THE EXERCISE => Each entry must be given again exactly; images do not belong in the copy.

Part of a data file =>
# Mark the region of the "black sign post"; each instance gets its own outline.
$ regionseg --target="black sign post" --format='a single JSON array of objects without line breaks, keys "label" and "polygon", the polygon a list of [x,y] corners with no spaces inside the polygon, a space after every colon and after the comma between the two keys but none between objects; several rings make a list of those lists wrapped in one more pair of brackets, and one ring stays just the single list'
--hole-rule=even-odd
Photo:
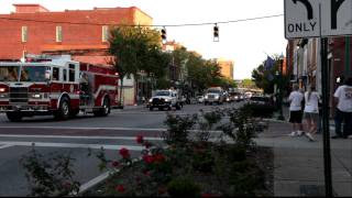
[{"label": "black sign post", "polygon": [[328,72],[328,38],[320,38],[321,48],[321,89],[322,89],[322,140],[323,140],[323,170],[326,197],[332,197],[331,154],[329,130],[329,72]]}]

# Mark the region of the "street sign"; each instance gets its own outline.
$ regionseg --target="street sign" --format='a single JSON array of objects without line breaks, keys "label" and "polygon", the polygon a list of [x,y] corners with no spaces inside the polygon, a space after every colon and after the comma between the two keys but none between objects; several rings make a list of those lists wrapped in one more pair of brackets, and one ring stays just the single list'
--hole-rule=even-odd
[{"label": "street sign", "polygon": [[285,37],[319,37],[321,0],[285,0]]},{"label": "street sign", "polygon": [[321,36],[352,35],[352,0],[324,0]]},{"label": "street sign", "polygon": [[285,0],[285,37],[352,35],[352,0]]}]

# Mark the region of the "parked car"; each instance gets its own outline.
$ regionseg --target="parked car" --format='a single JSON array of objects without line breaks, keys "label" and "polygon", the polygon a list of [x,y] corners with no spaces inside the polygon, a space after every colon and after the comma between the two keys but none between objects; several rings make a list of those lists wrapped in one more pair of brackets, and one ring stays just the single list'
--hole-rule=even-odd
[{"label": "parked car", "polygon": [[221,87],[211,87],[207,90],[205,96],[205,105],[208,103],[218,103],[222,105],[224,101],[224,91]]},{"label": "parked car", "polygon": [[167,108],[170,110],[173,107],[176,108],[176,110],[180,110],[183,108],[183,101],[179,99],[176,90],[156,90],[155,96],[148,100],[147,107],[151,111],[153,111],[154,108],[158,108],[158,110]]},{"label": "parked car", "polygon": [[265,96],[252,96],[246,106],[252,110],[252,117],[271,118],[275,110],[274,101]]},{"label": "parked car", "polygon": [[205,102],[205,96],[197,96],[197,102],[198,103]]}]

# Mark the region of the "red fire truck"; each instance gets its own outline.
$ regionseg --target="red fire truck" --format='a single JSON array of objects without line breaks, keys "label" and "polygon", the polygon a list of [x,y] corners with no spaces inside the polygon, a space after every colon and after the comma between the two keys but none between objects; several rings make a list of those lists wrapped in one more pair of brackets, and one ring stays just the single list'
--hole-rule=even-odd
[{"label": "red fire truck", "polygon": [[0,62],[0,112],[10,121],[54,114],[67,120],[82,111],[106,117],[118,108],[114,69],[74,62],[69,55],[29,55]]}]

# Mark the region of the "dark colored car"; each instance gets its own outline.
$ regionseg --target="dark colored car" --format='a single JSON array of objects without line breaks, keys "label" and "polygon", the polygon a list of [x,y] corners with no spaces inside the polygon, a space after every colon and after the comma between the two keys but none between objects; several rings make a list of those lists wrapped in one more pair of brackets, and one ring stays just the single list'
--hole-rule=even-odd
[{"label": "dark colored car", "polygon": [[272,98],[265,96],[252,96],[246,105],[252,117],[271,118],[275,110],[275,105]]}]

OUTPUT FOR THIS TASK =>
# Mark the region of the "black sign post"; each instance gets its own outline.
$ regionseg --target="black sign post" --format='a single JSON array of objects without line breaks, keys "label" and "polygon", the polygon a list of [x,y] corners with no spaces inside the polygon, a space after every colon and after the comma between the two keys but none between objects; several rings make a list of those lists wrapped in one more pair of brackets, and one ring stays just the single list'
--hole-rule=even-odd
Photo:
[{"label": "black sign post", "polygon": [[328,72],[328,38],[320,38],[321,48],[321,89],[322,89],[322,140],[323,140],[323,170],[326,197],[332,197],[331,154],[329,130],[329,72]]}]

# Mark the region of the "street sign"; each instance gets its own outline.
$ regionseg --target="street sign" --format='a single JSON array of objects without line breaks, keys "label" and "polygon", the polygon a list of [x,y] corners with no spaces inside the polygon, a space after every colon and after the comma between the two keys but none between objects; several rings make a list of those lists wrapped in one more pair of brackets, and one ring stays just the single list'
--hole-rule=even-odd
[{"label": "street sign", "polygon": [[285,37],[319,37],[321,0],[285,0]]},{"label": "street sign", "polygon": [[321,36],[352,35],[352,0],[324,0]]},{"label": "street sign", "polygon": [[285,0],[285,37],[352,35],[352,0]]}]

# Mark the region of the "parked car"; each instance gets its own outline.
$ regionseg --target="parked car" --format='a single JSON array of objects without line breaks, keys "label" and "polygon", the polygon a list of [x,y] corners with no spaces inside the polygon, a space after every colon and after the comma between the two keys but none between objects; several rings make a list of those lists wrapped in one more pair of brackets, and one ring stays just the single list'
--hole-rule=even-odd
[{"label": "parked car", "polygon": [[221,87],[211,87],[207,90],[205,96],[205,105],[208,103],[218,103],[222,105],[224,101],[224,91]]},{"label": "parked car", "polygon": [[167,108],[170,110],[173,107],[176,108],[176,110],[180,110],[183,108],[183,101],[179,99],[176,90],[156,90],[155,96],[148,100],[147,107],[151,111],[153,111],[154,108],[158,108],[158,110]]},{"label": "parked car", "polygon": [[265,96],[252,96],[246,106],[252,110],[252,117],[271,118],[275,110],[274,101]]},{"label": "parked car", "polygon": [[205,102],[205,96],[197,96],[197,102],[198,103]]}]

# Mark the region of the "red fire truck"; each instance gets its own outline.
$ regionseg --target="red fire truck" --format='a single JSON array of objects without line breaks, keys "label" and "polygon", the polygon a list of [x,y] corners with no spaces inside the polygon, a space after every colon and after the comma between the two keys but none between objects; several rings make a list of those lists wrapped in one more pair of brackets, and one ring stays just the single list'
--hole-rule=even-odd
[{"label": "red fire truck", "polygon": [[0,62],[0,112],[10,121],[54,114],[67,120],[82,111],[106,117],[118,108],[114,69],[74,62],[69,55],[29,55]]}]

# Mark the region of the "dark colored car"; each instance gets its own outline.
$ regionseg --target="dark colored car" --format='a single JSON array of objects without line breaks, keys "label" and "polygon", the polygon a list of [x,y] corners with no spaces inside the polygon, a space after every colon and after the comma between the two keys but none between objects; several rings make a list of those lists wrapped in one more pair of brackets, and one ring stays just the single list'
--hole-rule=even-odd
[{"label": "dark colored car", "polygon": [[272,98],[265,96],[252,96],[246,105],[252,117],[271,118],[275,110],[275,105]]}]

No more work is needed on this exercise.